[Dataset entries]
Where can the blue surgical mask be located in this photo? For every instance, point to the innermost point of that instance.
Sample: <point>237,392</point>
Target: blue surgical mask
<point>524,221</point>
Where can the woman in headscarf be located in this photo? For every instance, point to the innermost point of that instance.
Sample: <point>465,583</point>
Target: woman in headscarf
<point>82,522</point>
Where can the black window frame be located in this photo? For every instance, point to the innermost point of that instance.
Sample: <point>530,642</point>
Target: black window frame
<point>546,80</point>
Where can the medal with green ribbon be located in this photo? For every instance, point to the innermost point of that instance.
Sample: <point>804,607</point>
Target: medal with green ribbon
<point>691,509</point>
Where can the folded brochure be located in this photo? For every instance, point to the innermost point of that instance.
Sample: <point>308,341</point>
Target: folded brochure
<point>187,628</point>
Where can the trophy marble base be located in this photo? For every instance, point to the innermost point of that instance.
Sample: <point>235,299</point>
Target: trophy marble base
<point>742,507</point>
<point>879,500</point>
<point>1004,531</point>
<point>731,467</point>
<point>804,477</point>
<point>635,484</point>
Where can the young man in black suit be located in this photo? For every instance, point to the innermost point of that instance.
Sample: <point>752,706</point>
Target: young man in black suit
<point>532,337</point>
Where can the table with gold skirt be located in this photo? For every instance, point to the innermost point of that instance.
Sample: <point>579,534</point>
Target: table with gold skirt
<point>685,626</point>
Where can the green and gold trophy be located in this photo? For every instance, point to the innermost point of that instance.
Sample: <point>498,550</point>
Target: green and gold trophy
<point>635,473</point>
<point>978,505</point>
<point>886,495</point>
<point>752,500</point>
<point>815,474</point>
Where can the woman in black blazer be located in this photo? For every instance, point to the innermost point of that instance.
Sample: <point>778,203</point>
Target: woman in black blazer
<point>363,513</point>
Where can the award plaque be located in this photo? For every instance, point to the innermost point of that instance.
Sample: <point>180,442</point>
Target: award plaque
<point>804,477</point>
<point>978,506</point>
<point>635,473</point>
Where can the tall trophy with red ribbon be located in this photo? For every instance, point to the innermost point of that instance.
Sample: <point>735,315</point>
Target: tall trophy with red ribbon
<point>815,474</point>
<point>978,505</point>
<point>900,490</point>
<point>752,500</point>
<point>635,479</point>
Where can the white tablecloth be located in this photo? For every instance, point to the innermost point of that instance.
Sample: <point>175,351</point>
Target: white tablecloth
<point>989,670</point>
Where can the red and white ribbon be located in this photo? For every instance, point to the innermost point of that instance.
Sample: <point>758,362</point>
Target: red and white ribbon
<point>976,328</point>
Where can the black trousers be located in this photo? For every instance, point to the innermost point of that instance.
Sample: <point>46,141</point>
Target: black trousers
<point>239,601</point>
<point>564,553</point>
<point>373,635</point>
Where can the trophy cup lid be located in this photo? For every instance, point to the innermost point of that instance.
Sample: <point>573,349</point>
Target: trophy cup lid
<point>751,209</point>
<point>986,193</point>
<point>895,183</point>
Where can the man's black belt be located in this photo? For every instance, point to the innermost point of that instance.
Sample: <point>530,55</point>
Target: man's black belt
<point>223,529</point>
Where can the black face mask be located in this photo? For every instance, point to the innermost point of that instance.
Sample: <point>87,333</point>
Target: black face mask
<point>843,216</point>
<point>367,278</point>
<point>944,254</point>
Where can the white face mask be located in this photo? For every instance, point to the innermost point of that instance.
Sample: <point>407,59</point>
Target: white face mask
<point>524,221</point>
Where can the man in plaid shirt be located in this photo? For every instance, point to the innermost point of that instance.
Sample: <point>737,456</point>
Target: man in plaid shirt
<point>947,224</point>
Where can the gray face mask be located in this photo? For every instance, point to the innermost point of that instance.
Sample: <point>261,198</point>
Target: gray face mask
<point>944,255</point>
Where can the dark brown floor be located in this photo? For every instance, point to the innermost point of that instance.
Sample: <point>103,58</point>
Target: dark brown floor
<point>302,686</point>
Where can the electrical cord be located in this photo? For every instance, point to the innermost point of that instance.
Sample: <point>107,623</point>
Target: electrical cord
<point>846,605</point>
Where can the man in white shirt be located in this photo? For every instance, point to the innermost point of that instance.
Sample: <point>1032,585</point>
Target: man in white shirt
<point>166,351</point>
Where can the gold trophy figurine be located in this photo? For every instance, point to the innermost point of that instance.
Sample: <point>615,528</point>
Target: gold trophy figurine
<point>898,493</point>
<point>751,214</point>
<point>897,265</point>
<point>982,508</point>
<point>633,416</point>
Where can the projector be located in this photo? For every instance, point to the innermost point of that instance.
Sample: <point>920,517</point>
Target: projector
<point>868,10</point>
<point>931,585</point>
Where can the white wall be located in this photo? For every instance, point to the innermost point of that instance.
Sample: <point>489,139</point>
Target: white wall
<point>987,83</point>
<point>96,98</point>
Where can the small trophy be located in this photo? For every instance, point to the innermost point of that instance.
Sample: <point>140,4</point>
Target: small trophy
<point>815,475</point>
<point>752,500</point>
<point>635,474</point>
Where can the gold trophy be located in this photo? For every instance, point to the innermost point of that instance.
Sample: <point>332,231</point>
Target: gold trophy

▶ **ACTIVITY**
Reproduce every entry above. Make each line identical to the original.

▶ **WRITTEN RESPONSE**
Where can the blue surgical mask be located in this photo? For every instance, point to the innermost point of that instance.
Sample: <point>237,392</point>
Target: blue surgical mask
<point>524,221</point>
Where can the woman in headscarf be located in this photo? For every instance, point to the innermost point of that instance.
Sample: <point>465,583</point>
Target: woman in headscarf
<point>82,522</point>
Where can the black window frame be located in this photo? For every instance, point to the innermost point of that instance.
Sample: <point>530,642</point>
Target: black window frame
<point>546,80</point>
Where can the medal with green ribbon be located in this photo? For every instance, point to the innermost point of that instance.
Sample: <point>804,607</point>
Target: medal with green ribbon
<point>691,509</point>
Where can the folded brochure be located in this photo? For every instance, point to the innermost point of that instance.
Sample: <point>308,341</point>
Target: folded brochure
<point>187,628</point>
Where can the trophy marble base be located in this photo? For every instance, point to the innermost point of that instance.
Sample: <point>235,299</point>
Target: trophy marble base
<point>742,507</point>
<point>879,500</point>
<point>1004,531</point>
<point>731,467</point>
<point>804,477</point>
<point>635,484</point>
Where can the young man in black suit be located in this photo? For every instance, point to the innermost point of that instance.
Sample: <point>752,706</point>
Target: young man in black suit
<point>532,337</point>
Where can the table with gold skirt be located in this photo? For every instance, point to the innermost point of that instance.
Sample: <point>579,534</point>
Target: table with gold skirt
<point>685,626</point>
Where can the green and gold trophy be located in this photo? For every instance, point to the innermost point of that instance.
Sample: <point>498,550</point>
Target: green and gold trophy
<point>635,473</point>
<point>978,505</point>
<point>886,495</point>
<point>752,500</point>
<point>815,474</point>
Where can the woman in black blazer be located in this photo? For every instance, point to the innermost point of that instance.
Sample: <point>778,203</point>
Target: woman in black blazer
<point>363,513</point>
Where can the award plaque be located in this photo? For every instance, point to the innermost point of that instance.
Sample: <point>180,442</point>
Target: award plaque
<point>804,477</point>
<point>978,506</point>
<point>635,473</point>
Where can the tall trophy with red ribbon be located in this photo? For every instance, point to the innermost point of that instance.
Sample: <point>735,315</point>
Target: tall trophy with red ribbon
<point>815,474</point>
<point>978,505</point>
<point>900,490</point>
<point>752,500</point>
<point>635,479</point>
Where can the white tablecloth be located in this photo? For every instance, point to the innermost point of that instance.
Sample: <point>175,351</point>
Target: white tablecloth
<point>989,670</point>
Where can the red and white ribbon be located in this photo? For every instance, point to the innermost point of that instance.
Sample: <point>758,362</point>
Target: red and white ribbon
<point>976,328</point>
Where can the black trousers be located in this photo? For every instance, point to the innermost point of that instance.
Sample: <point>46,141</point>
Target: black trousers
<point>239,601</point>
<point>564,553</point>
<point>373,635</point>
Where can the trophy cup lid be located in this photo? For every instance, point to the innermost point of that instance.
Sample: <point>573,349</point>
Target: trophy cup lid
<point>751,209</point>
<point>986,193</point>
<point>895,183</point>
Where can the man's black belt be located in this photo? For every instance, point to the innermost point of that instance.
Sample: <point>530,55</point>
Target: man's black belt
<point>223,529</point>
Where can the black face mask be located in this photo? For every instance, point to the innermost point of that instance.
Sample: <point>87,333</point>
Target: black face mask
<point>843,216</point>
<point>367,278</point>
<point>944,254</point>
Where can the white face mask be located in this photo? For every instance, point to the innermost point of that instance.
Sample: <point>407,59</point>
Target: white face mask
<point>524,221</point>
Where can the man in plaid shirt be located in this photo? For every instance, point to the innermost point of that instance.
Sample: <point>737,456</point>
Target: man in plaid shirt
<point>947,224</point>
Where can the gray face mask be located in this photo? For every instance, point to the innermost point of that instance.
Sample: <point>261,198</point>
Target: gray face mask
<point>944,255</point>
Where can the dark brown floor be located in this photo? For every instance, point to the innermost point of that instance.
Sample: <point>103,58</point>
Target: dark brown floor
<point>302,686</point>
Where can the electrical cord be located in this photo? For every instance, point to the innermost point of that instance.
Sample: <point>107,623</point>
Target: electrical cord
<point>846,605</point>
Where can the man in white shirt be located in this photo? For every instance, point to the innermost point of that instance.
Sample: <point>1032,585</point>
Target: man in white shirt
<point>166,351</point>
Where can the gold trophy figurine be located in this photo? For every instance, point to the innermost point of that instance.
Sample: <point>615,528</point>
Target: gold trophy figurine
<point>898,493</point>
<point>751,214</point>
<point>897,265</point>
<point>982,508</point>
<point>633,416</point>
Where can the projector be located in this photo? For every instance, point to the innermost point of that instance.
Sample: <point>920,517</point>
Target: projector
<point>868,10</point>
<point>931,585</point>
Where can the white wall be located in this photo? For every instance, point to the innermost point of that instance.
Sample: <point>489,139</point>
Target: white wall
<point>987,83</point>
<point>96,98</point>
Where can the small trophy be located in this photo? For every instance, point to the innermost point of that instance.
Sample: <point>140,4</point>
Target: small trophy
<point>815,475</point>
<point>752,500</point>
<point>635,474</point>
Where can the gold trophy be located in this photo? For every instance, point to the innermost point of that instance.
Sample: <point>332,231</point>
Target: gold trophy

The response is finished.